* SHORT TASK:
Write out again only the lines running from the one that contains "the car door." to the end of the records below, including both the first and the last.

* RAW DATA:
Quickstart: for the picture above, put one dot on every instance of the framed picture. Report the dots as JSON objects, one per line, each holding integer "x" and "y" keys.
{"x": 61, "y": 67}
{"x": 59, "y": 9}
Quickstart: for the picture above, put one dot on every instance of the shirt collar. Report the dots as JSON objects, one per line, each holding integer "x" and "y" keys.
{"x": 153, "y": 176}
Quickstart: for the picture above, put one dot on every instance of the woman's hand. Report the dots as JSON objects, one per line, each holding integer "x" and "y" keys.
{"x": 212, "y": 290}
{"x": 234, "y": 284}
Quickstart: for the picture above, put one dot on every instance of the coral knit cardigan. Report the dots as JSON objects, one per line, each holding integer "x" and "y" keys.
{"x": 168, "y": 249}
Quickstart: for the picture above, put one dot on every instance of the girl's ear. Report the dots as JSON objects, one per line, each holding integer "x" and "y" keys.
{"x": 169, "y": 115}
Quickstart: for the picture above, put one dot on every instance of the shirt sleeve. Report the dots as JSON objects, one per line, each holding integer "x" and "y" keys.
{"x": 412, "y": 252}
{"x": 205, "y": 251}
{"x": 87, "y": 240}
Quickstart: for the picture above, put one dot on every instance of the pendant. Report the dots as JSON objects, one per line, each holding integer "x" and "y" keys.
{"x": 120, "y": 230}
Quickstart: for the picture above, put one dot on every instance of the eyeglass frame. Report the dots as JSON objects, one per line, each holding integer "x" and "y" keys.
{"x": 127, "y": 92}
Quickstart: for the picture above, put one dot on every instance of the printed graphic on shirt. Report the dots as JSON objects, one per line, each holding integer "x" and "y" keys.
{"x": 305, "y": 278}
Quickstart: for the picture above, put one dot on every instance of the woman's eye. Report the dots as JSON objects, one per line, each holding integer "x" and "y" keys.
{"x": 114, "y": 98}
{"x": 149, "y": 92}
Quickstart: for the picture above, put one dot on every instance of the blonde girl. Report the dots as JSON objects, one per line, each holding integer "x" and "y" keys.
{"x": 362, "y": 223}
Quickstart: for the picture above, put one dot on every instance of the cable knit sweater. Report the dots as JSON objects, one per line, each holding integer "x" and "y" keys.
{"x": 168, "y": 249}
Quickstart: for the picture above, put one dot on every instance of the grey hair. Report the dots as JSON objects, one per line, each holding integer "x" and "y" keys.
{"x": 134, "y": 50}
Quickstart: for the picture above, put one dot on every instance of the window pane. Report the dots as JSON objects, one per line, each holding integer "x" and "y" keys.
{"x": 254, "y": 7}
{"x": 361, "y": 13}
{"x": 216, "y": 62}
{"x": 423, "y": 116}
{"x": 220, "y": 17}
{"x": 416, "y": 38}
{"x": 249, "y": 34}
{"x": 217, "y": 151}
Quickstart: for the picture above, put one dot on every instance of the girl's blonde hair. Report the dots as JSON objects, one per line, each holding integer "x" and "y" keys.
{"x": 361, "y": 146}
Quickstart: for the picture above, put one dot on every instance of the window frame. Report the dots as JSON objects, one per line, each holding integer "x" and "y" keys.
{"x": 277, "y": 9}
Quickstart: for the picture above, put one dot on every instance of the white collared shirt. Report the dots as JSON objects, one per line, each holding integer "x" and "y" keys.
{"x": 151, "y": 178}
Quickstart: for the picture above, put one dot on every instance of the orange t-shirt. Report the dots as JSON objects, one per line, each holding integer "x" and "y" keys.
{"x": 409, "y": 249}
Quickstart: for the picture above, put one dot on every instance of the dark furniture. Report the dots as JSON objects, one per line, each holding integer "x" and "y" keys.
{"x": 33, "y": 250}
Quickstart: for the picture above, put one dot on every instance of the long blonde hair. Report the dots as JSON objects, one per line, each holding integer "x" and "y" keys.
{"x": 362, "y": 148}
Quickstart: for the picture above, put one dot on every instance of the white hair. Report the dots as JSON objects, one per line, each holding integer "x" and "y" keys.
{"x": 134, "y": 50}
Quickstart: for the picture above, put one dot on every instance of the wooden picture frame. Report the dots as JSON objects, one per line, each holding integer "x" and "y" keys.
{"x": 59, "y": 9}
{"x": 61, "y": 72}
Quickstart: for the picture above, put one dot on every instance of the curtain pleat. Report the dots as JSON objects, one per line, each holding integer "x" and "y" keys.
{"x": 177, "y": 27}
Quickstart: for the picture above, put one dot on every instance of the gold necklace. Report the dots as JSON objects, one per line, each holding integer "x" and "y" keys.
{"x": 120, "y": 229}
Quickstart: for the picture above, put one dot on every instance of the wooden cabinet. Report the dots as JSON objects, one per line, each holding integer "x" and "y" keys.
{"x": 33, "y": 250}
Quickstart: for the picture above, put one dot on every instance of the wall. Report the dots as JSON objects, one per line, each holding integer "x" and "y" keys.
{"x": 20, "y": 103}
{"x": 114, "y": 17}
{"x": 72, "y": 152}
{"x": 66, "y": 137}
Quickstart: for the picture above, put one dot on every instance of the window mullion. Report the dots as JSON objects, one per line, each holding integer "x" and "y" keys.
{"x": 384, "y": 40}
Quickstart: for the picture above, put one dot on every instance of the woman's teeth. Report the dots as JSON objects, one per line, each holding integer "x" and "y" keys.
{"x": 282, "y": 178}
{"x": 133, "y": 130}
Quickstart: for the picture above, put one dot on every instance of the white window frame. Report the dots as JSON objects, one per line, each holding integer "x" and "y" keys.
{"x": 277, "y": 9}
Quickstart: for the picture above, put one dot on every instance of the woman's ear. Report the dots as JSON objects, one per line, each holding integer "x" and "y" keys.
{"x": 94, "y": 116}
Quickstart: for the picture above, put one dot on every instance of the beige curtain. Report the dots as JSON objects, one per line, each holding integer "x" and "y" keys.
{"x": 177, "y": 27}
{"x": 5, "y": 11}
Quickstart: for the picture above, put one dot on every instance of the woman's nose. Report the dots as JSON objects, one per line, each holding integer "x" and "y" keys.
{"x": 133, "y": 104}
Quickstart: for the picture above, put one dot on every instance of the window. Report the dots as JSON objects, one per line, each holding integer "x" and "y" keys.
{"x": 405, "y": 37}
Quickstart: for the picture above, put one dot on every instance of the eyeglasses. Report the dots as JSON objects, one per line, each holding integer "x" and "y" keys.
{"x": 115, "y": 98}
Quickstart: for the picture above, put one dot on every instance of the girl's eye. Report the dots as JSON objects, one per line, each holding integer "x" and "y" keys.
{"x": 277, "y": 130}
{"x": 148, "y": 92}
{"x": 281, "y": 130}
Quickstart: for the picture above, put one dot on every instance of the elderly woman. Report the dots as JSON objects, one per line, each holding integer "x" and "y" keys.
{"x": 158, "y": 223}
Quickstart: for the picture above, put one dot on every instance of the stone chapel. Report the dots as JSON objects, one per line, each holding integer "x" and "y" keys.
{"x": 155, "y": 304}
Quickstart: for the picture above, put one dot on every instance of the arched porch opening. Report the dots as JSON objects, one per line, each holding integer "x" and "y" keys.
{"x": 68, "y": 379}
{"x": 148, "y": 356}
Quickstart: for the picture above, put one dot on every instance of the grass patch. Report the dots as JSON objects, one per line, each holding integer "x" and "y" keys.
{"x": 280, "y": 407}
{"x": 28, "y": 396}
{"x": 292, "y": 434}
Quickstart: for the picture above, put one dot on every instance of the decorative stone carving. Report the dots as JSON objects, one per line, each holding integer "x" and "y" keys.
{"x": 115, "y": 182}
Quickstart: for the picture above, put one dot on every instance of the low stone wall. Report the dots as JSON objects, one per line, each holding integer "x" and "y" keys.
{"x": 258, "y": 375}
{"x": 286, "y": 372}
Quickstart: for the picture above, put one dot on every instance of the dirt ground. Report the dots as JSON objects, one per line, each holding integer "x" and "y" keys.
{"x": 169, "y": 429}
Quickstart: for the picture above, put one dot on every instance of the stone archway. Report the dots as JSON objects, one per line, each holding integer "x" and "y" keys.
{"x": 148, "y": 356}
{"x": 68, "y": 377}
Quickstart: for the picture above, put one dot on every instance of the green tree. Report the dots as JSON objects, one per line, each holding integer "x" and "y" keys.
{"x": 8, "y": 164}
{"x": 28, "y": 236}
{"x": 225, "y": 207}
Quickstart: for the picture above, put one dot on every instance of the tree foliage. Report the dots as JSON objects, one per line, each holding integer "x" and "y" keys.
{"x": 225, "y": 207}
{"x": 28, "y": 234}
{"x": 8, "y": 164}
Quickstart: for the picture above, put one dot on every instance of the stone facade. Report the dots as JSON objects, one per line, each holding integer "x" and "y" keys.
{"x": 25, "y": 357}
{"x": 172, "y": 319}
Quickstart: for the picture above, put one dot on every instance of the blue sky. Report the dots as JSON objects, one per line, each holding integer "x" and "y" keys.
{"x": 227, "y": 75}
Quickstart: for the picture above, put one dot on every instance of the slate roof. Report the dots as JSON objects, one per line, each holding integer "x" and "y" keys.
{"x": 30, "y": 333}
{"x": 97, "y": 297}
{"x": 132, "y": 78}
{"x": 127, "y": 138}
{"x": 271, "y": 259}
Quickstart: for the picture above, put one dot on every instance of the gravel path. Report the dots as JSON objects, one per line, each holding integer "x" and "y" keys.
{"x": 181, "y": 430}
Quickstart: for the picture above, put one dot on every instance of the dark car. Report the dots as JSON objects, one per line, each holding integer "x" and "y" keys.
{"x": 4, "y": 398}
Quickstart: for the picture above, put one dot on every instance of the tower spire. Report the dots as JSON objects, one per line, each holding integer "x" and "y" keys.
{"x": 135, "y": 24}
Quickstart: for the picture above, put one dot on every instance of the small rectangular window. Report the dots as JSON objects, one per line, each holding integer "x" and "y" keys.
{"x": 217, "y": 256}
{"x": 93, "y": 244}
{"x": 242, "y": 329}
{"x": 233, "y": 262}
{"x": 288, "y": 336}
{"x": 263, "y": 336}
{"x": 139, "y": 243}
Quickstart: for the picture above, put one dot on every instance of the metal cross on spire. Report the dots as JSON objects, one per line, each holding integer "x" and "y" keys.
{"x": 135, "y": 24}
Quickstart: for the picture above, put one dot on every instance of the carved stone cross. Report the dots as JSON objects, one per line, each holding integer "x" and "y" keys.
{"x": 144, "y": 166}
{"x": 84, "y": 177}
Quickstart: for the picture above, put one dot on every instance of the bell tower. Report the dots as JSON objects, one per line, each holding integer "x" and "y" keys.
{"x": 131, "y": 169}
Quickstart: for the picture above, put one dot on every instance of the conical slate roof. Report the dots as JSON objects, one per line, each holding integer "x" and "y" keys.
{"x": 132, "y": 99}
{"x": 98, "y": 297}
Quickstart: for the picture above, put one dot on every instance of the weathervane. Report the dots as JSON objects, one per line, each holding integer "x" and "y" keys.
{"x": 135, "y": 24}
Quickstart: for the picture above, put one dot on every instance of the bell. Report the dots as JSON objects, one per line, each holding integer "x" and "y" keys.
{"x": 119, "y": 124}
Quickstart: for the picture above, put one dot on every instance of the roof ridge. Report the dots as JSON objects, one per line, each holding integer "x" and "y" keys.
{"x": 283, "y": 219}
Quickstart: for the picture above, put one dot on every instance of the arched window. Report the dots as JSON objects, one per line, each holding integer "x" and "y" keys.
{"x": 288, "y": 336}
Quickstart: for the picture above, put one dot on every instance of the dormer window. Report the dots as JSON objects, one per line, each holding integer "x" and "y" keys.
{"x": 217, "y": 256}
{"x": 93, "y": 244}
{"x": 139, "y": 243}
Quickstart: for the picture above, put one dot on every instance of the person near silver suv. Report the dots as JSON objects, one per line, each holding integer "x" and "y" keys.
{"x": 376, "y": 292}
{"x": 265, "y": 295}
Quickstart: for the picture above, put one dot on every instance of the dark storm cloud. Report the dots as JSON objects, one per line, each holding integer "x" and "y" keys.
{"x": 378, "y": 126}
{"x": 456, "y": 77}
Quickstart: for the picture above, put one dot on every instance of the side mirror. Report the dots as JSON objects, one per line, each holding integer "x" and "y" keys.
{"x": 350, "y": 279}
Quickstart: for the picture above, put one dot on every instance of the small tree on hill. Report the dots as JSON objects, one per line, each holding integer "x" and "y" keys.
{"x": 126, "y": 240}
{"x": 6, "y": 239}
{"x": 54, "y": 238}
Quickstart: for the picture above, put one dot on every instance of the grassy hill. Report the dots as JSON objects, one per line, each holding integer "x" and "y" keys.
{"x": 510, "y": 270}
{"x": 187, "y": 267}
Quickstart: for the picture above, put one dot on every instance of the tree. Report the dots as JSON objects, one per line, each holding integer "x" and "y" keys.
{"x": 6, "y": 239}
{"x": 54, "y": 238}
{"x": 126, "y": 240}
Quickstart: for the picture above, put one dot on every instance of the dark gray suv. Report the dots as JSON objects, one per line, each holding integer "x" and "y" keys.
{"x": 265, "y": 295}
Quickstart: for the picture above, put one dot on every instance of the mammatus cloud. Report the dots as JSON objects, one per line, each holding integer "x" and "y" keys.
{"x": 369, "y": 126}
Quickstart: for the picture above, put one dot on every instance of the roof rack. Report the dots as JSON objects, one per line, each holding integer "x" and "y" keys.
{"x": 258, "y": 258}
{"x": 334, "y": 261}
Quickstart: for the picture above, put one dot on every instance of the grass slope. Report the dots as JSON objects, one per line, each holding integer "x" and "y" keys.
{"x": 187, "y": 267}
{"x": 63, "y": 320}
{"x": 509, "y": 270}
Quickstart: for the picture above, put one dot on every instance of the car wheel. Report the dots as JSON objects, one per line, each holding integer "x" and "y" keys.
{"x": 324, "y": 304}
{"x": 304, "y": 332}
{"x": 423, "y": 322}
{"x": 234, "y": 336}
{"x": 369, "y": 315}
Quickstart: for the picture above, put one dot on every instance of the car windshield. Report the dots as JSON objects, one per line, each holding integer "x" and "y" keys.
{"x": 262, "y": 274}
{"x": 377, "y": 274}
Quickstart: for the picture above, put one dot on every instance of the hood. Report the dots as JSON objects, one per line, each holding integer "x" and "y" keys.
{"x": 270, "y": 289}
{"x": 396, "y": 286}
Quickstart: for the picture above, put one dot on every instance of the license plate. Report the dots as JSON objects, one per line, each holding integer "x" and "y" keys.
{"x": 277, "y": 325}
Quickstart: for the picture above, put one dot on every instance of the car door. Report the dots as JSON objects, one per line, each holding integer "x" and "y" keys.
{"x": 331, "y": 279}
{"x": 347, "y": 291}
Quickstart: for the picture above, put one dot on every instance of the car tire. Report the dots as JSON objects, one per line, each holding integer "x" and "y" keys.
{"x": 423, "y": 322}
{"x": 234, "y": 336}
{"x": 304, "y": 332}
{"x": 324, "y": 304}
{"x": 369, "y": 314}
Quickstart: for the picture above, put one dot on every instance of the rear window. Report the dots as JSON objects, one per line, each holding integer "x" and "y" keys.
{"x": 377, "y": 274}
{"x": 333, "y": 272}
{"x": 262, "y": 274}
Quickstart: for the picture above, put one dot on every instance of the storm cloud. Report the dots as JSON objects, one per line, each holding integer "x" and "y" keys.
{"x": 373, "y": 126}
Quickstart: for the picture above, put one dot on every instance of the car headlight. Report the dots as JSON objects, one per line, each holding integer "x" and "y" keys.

* TASK SOLUTION:
Quickstart: for the picture above, put one dot on every instance of the car door. Report the dots as JSON objects, one per line, each holding integer "x" and "y" keys.
{"x": 331, "y": 279}
{"x": 347, "y": 291}
Quickstart: for the picture above, put one dot on every instance of the car tire. Report the dots as JSON objects, one per line, each holding integer "x" and "y" keys.
{"x": 423, "y": 322}
{"x": 234, "y": 336}
{"x": 304, "y": 332}
{"x": 324, "y": 304}
{"x": 369, "y": 314}
Quickstart: for the picture above, put one dot on every instance of the rear window. Report the dots as JSON objects, one per line, each holding integer "x" and "y" keys.
{"x": 377, "y": 274}
{"x": 333, "y": 272}
{"x": 262, "y": 274}
Quickstart: for the picture above, put one dot on every instance of the storm cloud. Report the dots as JSON objects, one per line, each holding integer "x" and "y" keys.
{"x": 373, "y": 126}
Quickstart: for the picture above, put one dot on every instance of the car headlight. Report the dots as JSON objects, one per line, each holding integer "x" and "y" keys.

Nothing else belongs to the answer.